Exercise task>
Update the lines below so that "the class" becomes "the students" wherever it occurs, keeping everything else the same.

— BEGIN Records supplied —

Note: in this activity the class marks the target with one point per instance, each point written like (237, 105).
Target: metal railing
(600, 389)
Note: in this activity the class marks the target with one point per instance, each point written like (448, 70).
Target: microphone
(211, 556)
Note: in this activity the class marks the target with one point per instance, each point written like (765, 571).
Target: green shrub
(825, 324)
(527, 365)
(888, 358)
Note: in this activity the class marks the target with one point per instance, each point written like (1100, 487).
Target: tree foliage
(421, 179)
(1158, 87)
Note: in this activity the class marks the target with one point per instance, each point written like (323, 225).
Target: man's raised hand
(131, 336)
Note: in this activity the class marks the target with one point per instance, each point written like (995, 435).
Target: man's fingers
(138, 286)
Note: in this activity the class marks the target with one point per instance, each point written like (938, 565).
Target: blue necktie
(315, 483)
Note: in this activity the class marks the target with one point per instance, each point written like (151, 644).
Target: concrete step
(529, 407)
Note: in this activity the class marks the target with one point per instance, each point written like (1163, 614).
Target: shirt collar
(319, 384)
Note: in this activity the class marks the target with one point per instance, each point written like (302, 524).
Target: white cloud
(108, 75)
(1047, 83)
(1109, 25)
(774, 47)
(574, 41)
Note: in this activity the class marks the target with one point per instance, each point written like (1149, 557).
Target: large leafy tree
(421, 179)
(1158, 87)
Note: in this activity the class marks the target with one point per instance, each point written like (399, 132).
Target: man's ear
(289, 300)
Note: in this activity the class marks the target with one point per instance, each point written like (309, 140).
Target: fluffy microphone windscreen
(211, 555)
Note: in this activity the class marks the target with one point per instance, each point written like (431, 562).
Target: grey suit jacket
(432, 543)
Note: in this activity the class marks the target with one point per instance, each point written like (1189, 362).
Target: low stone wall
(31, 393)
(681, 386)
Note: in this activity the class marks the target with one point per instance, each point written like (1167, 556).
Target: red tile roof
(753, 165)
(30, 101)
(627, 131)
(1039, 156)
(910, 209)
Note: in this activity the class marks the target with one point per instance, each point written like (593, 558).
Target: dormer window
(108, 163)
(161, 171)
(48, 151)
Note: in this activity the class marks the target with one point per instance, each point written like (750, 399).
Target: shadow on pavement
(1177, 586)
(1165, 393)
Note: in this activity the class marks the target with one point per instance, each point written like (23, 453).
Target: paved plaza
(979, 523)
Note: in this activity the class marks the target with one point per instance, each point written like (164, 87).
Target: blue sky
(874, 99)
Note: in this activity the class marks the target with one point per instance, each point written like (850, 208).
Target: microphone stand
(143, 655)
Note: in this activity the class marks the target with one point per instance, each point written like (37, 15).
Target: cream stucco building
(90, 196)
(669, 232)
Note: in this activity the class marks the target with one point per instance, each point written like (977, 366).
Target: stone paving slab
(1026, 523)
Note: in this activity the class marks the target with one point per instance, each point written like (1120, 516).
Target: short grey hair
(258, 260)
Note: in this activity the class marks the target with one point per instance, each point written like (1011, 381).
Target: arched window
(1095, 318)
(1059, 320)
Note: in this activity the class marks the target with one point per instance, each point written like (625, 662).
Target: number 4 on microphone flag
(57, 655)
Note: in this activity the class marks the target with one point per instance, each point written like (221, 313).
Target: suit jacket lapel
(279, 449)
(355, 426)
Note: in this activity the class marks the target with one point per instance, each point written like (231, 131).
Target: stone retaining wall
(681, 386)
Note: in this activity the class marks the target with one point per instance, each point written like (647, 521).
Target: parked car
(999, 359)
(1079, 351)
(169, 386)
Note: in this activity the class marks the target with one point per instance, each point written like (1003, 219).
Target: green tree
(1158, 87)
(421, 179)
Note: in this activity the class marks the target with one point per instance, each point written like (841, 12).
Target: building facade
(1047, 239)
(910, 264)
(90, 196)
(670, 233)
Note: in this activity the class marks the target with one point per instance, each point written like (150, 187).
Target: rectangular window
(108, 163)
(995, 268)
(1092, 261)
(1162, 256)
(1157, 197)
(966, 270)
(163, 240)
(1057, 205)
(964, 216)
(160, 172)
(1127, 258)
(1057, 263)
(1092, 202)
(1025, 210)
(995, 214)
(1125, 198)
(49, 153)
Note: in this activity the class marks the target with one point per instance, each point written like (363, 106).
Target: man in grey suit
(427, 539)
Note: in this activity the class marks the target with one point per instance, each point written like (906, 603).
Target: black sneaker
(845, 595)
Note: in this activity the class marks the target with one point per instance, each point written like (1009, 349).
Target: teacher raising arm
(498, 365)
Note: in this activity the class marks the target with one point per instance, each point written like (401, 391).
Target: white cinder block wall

— END Records supplied —

Written response>
Note: in this activity the students marks the target with one point per instance, each point written like (237, 105).
Target: metal railing
(600, 389)
Note: in this activity the students marks the target with one point per instance, each point written like (448, 70).
Target: microphone
(211, 556)
Note: in this activity the students marks the target with one point per instance, each point written like (765, 571).
Target: green shrub
(825, 324)
(527, 365)
(888, 358)
Note: in this activity the students marks the target with one point per instance, each point written like (1100, 487).
Target: tree foliage
(421, 179)
(1158, 87)
Note: in this activity the students marks the target with one point per instance, each point written like (323, 225).
Target: man's raised hand
(131, 336)
Note: in this activity the students marks the target with one point per instance, each point written like (995, 435).
Target: man's fingers
(138, 286)
Note: in this activity the students marks the target with one point per instance, each point written like (938, 565).
Target: blue necktie
(315, 483)
Note: in this activity the students marks the target with one point per instance, each point written like (151, 644).
Target: concrete step
(529, 407)
Note: in this activity the students marks the target with one point per instance, each point written like (1163, 614).
Target: shirt collar
(319, 384)
Note: in this activity the students marks the target with one point per instance, each point written like (302, 524).
Target: white cloud
(108, 75)
(1047, 83)
(1109, 25)
(774, 47)
(574, 41)
Note: in this activity the students marks the target with one point per instance, each point written like (1149, 557).
Target: large leafy tree
(421, 179)
(1158, 87)
Note: in this activity the students marks the target with one point per instance, each point written like (399, 132).
Target: man's ear
(289, 300)
Note: in this activity the students marks the target with one point per instance, each point written like (309, 140).
Target: fluffy microphone windscreen
(211, 555)
Note: in this activity the students marks the target with one point per instance, each point written like (431, 562).
Target: grey suit jacket
(432, 543)
Note: in this activity the students marks the target with one point per instance, each point written like (1189, 362).
Target: low stone wall
(31, 393)
(681, 386)
Note: in this activity the students marks the target with one point per instance, each point written like (1167, 556).
Target: red tile roof
(753, 165)
(30, 101)
(627, 131)
(1039, 156)
(910, 209)
Note: in this activity the students marks the target with one point per instance, each point written like (593, 558).
Target: dormer window
(108, 163)
(161, 171)
(48, 151)
Note: in this activity the students marks the target with one point per instance, each point written like (750, 399).
Target: shadow on pavement
(1177, 586)
(1165, 393)
Note: in this activity the students marks the target with one point per instance, each point written like (23, 453).
Target: paved plaza
(979, 523)
Note: in this activity the students marks the target with one point per instance, each point written like (164, 87).
Target: blue sky
(874, 99)
Note: in this activity the students marks the target with one point per instance, each point written like (850, 208).
Target: microphone stand
(143, 655)
Note: in this activity the students marks the target with one point per instance, each point written like (37, 15).
Target: cream stucco building
(90, 196)
(669, 232)
Note: in this activity the students marks the target with one point per instance, each point written like (977, 366).
Target: stone paving slab
(1026, 523)
Note: in this activity the students marks the target with one point per instance, each point written like (1120, 516).
Target: short grey hair
(258, 260)
Note: in this activity the students marks the target with one point per instance, each point written like (1011, 381).
Target: arched window
(1095, 318)
(1059, 320)
Note: in this activity the students marks the target with one point per instance, each point written like (625, 662).
Target: number 4 on microphone flag
(57, 655)
Note: in this activity the students marks the target with one point per instance, each point written like (221, 313).
Target: suit jacket lapel
(279, 449)
(355, 426)
Note: in this activity the students marks the target with one point per instance, each point written like (231, 131).
Target: stone retaining wall
(681, 386)
Note: in this activity the students marks the target with one point per instance, each point written like (647, 521).
Target: parked car
(999, 359)
(1079, 351)
(169, 386)
Note: in this activity the students marks the target with one point per instance, each point written like (1003, 219).
Target: green tree
(1158, 87)
(421, 179)
Note: in this activity the students marks the target with one point per instance, each point written like (841, 12).
Target: building facade
(1047, 239)
(910, 264)
(90, 196)
(670, 233)
Note: in this activity the students marks the target with one point per instance, each point written like (150, 187).
Target: rectangular window
(108, 163)
(995, 268)
(1092, 261)
(1162, 256)
(1157, 197)
(966, 270)
(163, 240)
(1057, 205)
(964, 216)
(160, 172)
(1127, 258)
(1057, 263)
(1092, 202)
(1025, 210)
(995, 214)
(1125, 198)
(49, 153)
Note: in this activity the students marks the target with one point per instance, each point written like (363, 106).
Target: man in grey suit
(427, 539)
Note: in this activity the students marks the target with one point per instance, each point written like (906, 603).
Target: black sneaker
(845, 595)
Note: in this activity the students marks the target with one point per instance, each point written like (1009, 349).
Target: teacher raising arm
(498, 365)
Note: in this activity the students marks the target with one point per instance, each point written like (401, 391).
Target: white cinder block wall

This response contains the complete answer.